__What to do__
Please return each line in the rows below that contains the word "tail", copied without any change.

__Record excerpts__

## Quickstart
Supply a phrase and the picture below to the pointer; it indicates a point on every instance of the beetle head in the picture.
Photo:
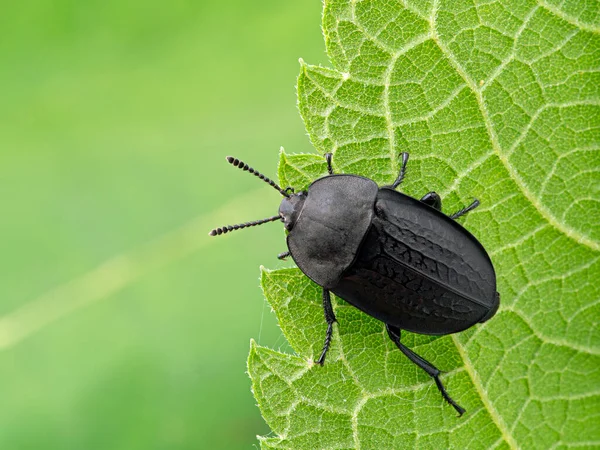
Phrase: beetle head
(290, 208)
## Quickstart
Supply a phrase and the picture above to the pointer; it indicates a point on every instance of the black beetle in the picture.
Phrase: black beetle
(398, 259)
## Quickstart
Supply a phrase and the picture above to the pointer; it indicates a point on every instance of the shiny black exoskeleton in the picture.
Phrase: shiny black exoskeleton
(398, 259)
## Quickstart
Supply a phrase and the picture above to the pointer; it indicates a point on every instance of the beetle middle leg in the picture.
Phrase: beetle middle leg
(330, 318)
(433, 199)
(432, 371)
(464, 211)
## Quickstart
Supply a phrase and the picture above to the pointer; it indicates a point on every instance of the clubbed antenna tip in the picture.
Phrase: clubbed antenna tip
(245, 167)
(228, 228)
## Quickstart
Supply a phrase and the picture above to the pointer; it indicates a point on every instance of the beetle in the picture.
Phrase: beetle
(396, 258)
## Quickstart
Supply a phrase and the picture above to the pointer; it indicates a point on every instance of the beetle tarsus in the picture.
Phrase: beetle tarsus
(433, 199)
(449, 399)
(330, 319)
(432, 371)
(402, 171)
(464, 211)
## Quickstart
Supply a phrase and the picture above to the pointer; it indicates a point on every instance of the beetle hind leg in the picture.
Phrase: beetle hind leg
(328, 157)
(330, 318)
(433, 199)
(432, 371)
(400, 178)
(464, 211)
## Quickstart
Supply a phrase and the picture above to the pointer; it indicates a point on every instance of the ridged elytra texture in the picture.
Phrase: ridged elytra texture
(419, 270)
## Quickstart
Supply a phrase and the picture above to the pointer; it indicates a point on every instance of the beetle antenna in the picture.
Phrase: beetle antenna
(228, 228)
(242, 165)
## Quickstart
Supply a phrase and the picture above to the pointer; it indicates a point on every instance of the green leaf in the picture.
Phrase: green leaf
(498, 100)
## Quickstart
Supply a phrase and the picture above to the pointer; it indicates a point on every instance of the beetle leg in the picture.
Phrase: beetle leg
(402, 171)
(328, 157)
(433, 199)
(463, 211)
(432, 371)
(330, 318)
(283, 255)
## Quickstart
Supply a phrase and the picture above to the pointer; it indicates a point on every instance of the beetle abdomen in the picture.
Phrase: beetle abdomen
(419, 270)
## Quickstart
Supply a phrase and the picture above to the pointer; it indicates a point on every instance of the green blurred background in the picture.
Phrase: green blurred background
(122, 325)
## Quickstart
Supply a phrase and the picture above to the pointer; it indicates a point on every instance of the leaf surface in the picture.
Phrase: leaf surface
(498, 100)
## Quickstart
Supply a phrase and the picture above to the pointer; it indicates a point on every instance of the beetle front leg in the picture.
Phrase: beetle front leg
(330, 318)
(432, 371)
(433, 199)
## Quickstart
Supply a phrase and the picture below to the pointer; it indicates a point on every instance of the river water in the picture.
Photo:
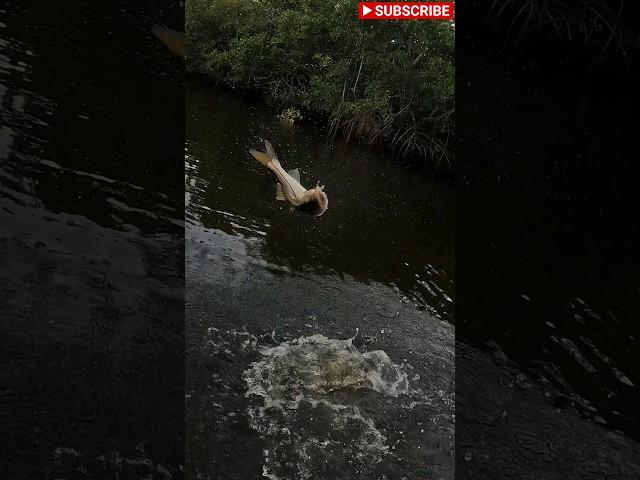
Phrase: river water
(317, 348)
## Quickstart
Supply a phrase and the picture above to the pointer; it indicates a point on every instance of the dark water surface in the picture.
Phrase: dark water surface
(278, 383)
(91, 242)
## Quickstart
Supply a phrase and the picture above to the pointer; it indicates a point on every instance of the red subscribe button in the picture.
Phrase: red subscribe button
(405, 10)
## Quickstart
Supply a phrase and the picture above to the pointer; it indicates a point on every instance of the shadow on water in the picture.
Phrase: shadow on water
(91, 248)
(276, 379)
(385, 222)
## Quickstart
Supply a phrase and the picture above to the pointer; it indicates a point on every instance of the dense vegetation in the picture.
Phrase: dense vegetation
(387, 84)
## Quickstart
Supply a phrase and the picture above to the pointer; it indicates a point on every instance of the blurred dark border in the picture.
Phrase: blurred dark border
(92, 375)
(546, 208)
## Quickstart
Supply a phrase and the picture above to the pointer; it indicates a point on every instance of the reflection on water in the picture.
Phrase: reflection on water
(91, 241)
(306, 355)
(385, 222)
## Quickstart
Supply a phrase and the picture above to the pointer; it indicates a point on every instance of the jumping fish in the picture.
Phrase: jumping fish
(171, 38)
(313, 201)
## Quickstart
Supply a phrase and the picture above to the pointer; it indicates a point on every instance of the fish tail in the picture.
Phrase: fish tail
(262, 157)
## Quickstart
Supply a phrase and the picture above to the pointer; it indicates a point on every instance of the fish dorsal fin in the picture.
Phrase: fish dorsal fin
(295, 173)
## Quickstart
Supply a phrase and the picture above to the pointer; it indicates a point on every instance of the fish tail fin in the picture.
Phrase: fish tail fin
(262, 157)
(265, 157)
(270, 151)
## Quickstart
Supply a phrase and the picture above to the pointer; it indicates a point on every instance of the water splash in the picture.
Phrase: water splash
(310, 389)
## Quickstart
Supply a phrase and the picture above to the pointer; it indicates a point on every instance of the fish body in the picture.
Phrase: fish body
(313, 201)
(174, 40)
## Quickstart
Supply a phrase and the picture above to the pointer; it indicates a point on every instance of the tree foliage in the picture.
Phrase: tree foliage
(382, 82)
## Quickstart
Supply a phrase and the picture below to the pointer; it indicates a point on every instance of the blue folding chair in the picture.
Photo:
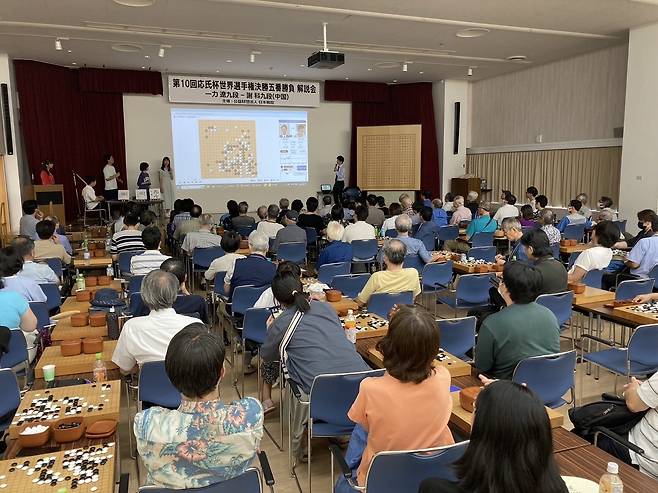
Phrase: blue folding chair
(627, 290)
(11, 398)
(574, 232)
(364, 252)
(488, 254)
(56, 265)
(471, 291)
(53, 296)
(550, 376)
(381, 303)
(350, 285)
(482, 239)
(403, 471)
(457, 335)
(327, 272)
(413, 262)
(292, 252)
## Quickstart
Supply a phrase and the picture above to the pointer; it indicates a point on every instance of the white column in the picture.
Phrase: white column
(639, 164)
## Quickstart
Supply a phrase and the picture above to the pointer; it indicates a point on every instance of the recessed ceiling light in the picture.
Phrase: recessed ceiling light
(134, 3)
(472, 32)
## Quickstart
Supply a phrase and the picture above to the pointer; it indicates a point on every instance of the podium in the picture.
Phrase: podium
(51, 200)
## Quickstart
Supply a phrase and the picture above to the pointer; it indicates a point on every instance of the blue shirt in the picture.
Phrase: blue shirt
(440, 217)
(254, 270)
(336, 251)
(645, 253)
(481, 224)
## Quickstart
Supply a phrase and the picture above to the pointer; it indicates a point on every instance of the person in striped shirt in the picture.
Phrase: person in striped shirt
(152, 258)
(129, 239)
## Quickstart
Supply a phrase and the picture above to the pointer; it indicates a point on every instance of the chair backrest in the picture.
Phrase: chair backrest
(559, 304)
(627, 290)
(413, 262)
(53, 296)
(549, 376)
(593, 278)
(574, 232)
(473, 288)
(642, 346)
(155, 387)
(403, 471)
(247, 482)
(293, 252)
(457, 335)
(17, 353)
(437, 275)
(56, 265)
(350, 285)
(448, 233)
(244, 297)
(203, 257)
(381, 303)
(482, 239)
(254, 327)
(11, 394)
(364, 250)
(327, 272)
(332, 396)
(488, 254)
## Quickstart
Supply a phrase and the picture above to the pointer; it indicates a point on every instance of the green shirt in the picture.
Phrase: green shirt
(515, 333)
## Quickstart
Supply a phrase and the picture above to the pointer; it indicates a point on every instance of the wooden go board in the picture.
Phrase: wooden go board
(368, 325)
(82, 470)
(91, 402)
(388, 157)
(72, 365)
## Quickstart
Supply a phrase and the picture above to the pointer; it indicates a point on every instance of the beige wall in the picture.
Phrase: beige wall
(579, 98)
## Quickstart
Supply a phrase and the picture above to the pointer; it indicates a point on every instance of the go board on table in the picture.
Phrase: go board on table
(73, 365)
(84, 470)
(91, 402)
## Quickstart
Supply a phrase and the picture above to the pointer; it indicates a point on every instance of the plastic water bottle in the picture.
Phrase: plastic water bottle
(610, 481)
(350, 326)
(100, 370)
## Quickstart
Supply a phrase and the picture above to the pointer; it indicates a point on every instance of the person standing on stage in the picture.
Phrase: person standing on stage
(111, 177)
(339, 184)
(167, 184)
(46, 175)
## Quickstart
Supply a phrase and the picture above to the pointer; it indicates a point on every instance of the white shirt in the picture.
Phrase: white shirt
(89, 197)
(595, 258)
(360, 230)
(504, 211)
(108, 171)
(224, 263)
(270, 229)
(145, 339)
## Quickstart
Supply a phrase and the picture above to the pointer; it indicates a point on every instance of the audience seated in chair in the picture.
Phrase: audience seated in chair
(146, 338)
(395, 279)
(521, 448)
(204, 441)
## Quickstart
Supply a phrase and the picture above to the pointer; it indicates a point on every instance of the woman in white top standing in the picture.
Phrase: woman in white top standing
(167, 184)
(111, 178)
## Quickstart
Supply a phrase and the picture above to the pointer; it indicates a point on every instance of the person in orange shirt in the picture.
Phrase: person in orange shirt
(409, 407)
(46, 175)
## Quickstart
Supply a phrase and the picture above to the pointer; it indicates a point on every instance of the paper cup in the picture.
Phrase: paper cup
(49, 373)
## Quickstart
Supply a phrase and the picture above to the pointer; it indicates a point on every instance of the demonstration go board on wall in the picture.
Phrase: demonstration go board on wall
(388, 157)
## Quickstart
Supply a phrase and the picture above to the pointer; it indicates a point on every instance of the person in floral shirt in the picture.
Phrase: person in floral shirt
(204, 441)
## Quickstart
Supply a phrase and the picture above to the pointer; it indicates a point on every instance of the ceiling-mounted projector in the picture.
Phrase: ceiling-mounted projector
(325, 58)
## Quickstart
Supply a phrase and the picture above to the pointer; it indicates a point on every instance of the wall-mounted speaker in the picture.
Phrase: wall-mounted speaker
(455, 145)
(7, 141)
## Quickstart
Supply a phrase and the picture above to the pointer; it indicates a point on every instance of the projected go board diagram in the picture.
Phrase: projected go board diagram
(228, 148)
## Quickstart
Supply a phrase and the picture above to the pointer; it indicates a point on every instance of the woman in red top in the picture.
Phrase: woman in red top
(47, 177)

__Answer below__
Supply a phrase and the picture above to the pointer; it indicates a point on every instance of the fish tail in the picture.
Phrase: fish tail
Supply a phrase and the picture above to the pointer; it indicates a point on every instance of the fish tail fin in the picture.
Phrase: fish tail fin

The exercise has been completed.